• Your objective:
Return every record below exactly as written, omitting any pictures.
------------------------------
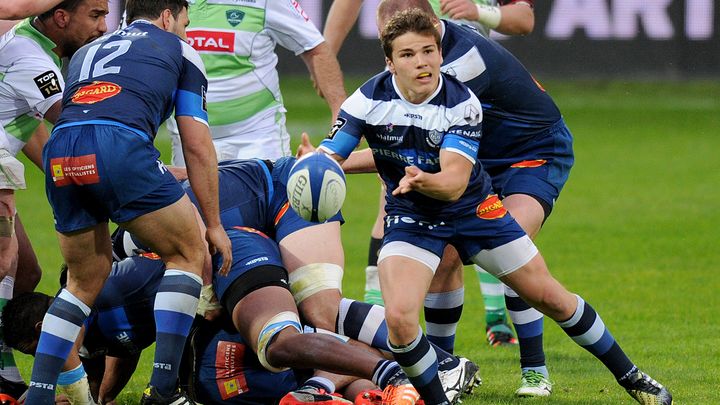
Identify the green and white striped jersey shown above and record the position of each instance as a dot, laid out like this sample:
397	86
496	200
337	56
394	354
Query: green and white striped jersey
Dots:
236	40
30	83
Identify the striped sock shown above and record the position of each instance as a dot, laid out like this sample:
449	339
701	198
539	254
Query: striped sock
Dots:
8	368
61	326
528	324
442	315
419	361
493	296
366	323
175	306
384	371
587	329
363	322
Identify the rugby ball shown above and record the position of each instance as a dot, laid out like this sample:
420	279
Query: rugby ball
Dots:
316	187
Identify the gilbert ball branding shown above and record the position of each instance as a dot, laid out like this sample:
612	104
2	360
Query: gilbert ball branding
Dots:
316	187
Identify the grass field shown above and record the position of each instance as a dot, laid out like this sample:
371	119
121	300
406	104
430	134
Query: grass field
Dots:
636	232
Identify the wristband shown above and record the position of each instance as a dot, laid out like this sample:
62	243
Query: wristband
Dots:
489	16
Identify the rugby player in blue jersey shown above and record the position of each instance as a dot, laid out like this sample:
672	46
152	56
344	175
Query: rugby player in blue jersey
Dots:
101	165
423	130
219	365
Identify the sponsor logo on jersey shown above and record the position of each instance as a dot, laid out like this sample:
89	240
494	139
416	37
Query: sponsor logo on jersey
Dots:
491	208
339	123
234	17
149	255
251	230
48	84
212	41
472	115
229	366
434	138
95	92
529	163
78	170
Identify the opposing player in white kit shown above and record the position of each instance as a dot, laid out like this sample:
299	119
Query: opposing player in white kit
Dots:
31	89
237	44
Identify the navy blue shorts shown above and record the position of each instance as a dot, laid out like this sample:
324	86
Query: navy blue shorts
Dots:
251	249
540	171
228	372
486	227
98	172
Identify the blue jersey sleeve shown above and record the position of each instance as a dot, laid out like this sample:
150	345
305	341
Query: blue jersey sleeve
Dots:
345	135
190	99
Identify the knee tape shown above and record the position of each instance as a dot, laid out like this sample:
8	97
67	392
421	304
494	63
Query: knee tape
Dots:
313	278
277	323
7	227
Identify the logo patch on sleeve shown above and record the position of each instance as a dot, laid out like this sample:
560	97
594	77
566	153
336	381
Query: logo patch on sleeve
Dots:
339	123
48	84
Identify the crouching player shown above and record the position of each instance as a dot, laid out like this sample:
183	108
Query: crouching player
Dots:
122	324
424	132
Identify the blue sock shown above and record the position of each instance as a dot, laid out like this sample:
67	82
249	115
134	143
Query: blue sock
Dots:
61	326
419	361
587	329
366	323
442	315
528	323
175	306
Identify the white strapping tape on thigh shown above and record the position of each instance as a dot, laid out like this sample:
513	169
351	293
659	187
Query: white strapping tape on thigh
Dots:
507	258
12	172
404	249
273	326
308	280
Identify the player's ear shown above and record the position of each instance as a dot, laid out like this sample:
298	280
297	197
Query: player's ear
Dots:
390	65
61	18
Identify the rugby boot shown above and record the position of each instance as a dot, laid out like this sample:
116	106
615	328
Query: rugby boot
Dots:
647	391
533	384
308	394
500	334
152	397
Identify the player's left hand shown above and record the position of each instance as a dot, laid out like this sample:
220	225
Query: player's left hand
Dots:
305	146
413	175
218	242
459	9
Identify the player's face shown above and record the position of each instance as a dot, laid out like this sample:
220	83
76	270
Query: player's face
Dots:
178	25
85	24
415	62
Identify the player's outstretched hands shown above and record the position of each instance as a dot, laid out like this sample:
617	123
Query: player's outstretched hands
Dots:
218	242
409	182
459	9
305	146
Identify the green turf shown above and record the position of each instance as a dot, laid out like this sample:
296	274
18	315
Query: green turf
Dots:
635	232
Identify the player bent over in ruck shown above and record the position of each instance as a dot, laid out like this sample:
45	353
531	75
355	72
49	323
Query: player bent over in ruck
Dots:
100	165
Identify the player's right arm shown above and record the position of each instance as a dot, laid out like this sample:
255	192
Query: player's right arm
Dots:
------------------------------
• Final result:
Identify the green and white striped jersey shown above and record the position of each instance as a dot, laid out like this sample:
397	86
496	200
337	56
394	354
Query: green and white striped jersey
Dots:
236	40
30	83
Identify the striped sock shown above and record the position of each instance as a dot, laid out like this sample:
449	339
701	198
539	254
Query: striped sock
Dots:
8	368
61	326
528	324
442	315
419	361
493	296
366	323
175	306
384	371
587	329
363	322
Identify the rugby ball shown above and record the position of each instance as a dot, laid out like this sample:
420	279
Query: rugby ball
Dots:
316	187
Identify the gilbert ball branding shown above and record the position of each instance as a dot, laid out like this sample:
612	104
2	360
Query: gilbert ball branding
Dots:
316	187
Identify the grass field shown above and record the position of each instance as a dot, laid out like this sample:
371	119
121	300
406	104
430	134
Query: grass field
Dots:
636	232
Identify the wristband shown above and record the position of each instance as a dot, laid out like this sample:
62	243
Query: wristband
Dots:
489	16
Identify the rugby player in blue jersey shown above and record the position of each instance as a dot, laid out like this sample:
672	46
152	56
344	175
Query: rugby player in blue jersey
Dots:
101	165
423	130
219	365
Identify the sponsor logo on jersey shown above and record the position of each instance as a dot, laid out like this sample:
89	240
494	139
416	37
Query: sponsor logo on jersey
Dots:
491	208
339	123
234	17
149	255
251	230
48	84
212	41
472	115
229	366
434	138
95	92
529	163
78	170
Identify the opposing player in white kit shown above and record the position of each instance as a dot, laid out like this sample:
299	119
Query: opposing player in white kit
Dots:
31	89
237	44
Identify the navy blue shorts shown above and record the position of each instance as a dot, laid out like this sample:
324	86
Query: navy blue shorts
Dots:
251	249
540	171
228	372
486	227
98	172
Identify the blue jersey sleeve shown above and record the position of each instance as a dot, laid out like this sample:
150	345
305	341
Query: blue jersey sleeve
Dots:
345	135
190	99
Identify the knee tape shown above and record the position of each instance as a dot, laid out like this sample:
8	97
67	392
421	304
494	63
Query: knee tape
Dots:
313	278
277	323
7	227
Identify the logo patch on sleeve shown above and record the position of each instance as a dot, laid out like this sample:
560	97
594	77
566	153
336	381
Query: logo patch on sleeve
Dots:
339	123
48	84
Identify the crouching player shown above and record the position of each instance as a dot, laid out like this sample:
183	108
Query: crouching player
Dots:
122	324
424	132
Identify the blue sock shown above and record the position of each instance as a dot, laid out like this sample:
67	82
249	115
134	143
Query: blue sock
Dots:
61	326
419	361
587	329
366	323
442	315
528	323
175	306
Identify the white strapping tape on thigh shown above and record the position of each instance as a dot, laid out like this sample:
513	169
351	293
659	187
Query: white strapping tape on thigh
Dots:
507	258
12	172
404	249
273	326
308	280
Identify the player's ear shown above and record the position of each instance as a dot, laid out like this sample:
298	280
297	197
Query: player's ear
Dots:
390	65
61	18
Identify the rugby boot shown above and record the position of each instance as a dot, laid out like this sample:
116	106
615	328
Query: rugby boot
Dots:
647	391
533	384
308	394
500	334
152	397
Identify the player's left hand shown above and record the position of each instance as a dot, laid out like this sample:
220	225
Query: player's left hand
Dots:
305	146
413	175
218	242
459	9
Identify the player's face shown above and record the position of each instance as a dot, laid out like this sample:
220	83
76	270
Query: player's face
Dots:
178	25
85	24
415	62
Identify the player's outstretched hands shown above and record the position of each instance as a dot, laid out like this sample:
617	123
Query: player's outstretched hands
Dots:
218	242
409	182
459	9
305	146
Identify the green turf shown above and record the position of each instance as a dot, laid out like this sample:
296	274
18	315
Query: green turf
Dots:
635	232
Identify the player bent over in ruck shown above and record the position of each instance as a dot, laid out like this sample:
45	353
531	75
355	72
49	323
Query: player bent over in ruck
Dots:
100	165
Identify the player's right arm shown above and record the position of each instance as a dot, laid out like this sample:
255	192
Query: player's right arm
Dots:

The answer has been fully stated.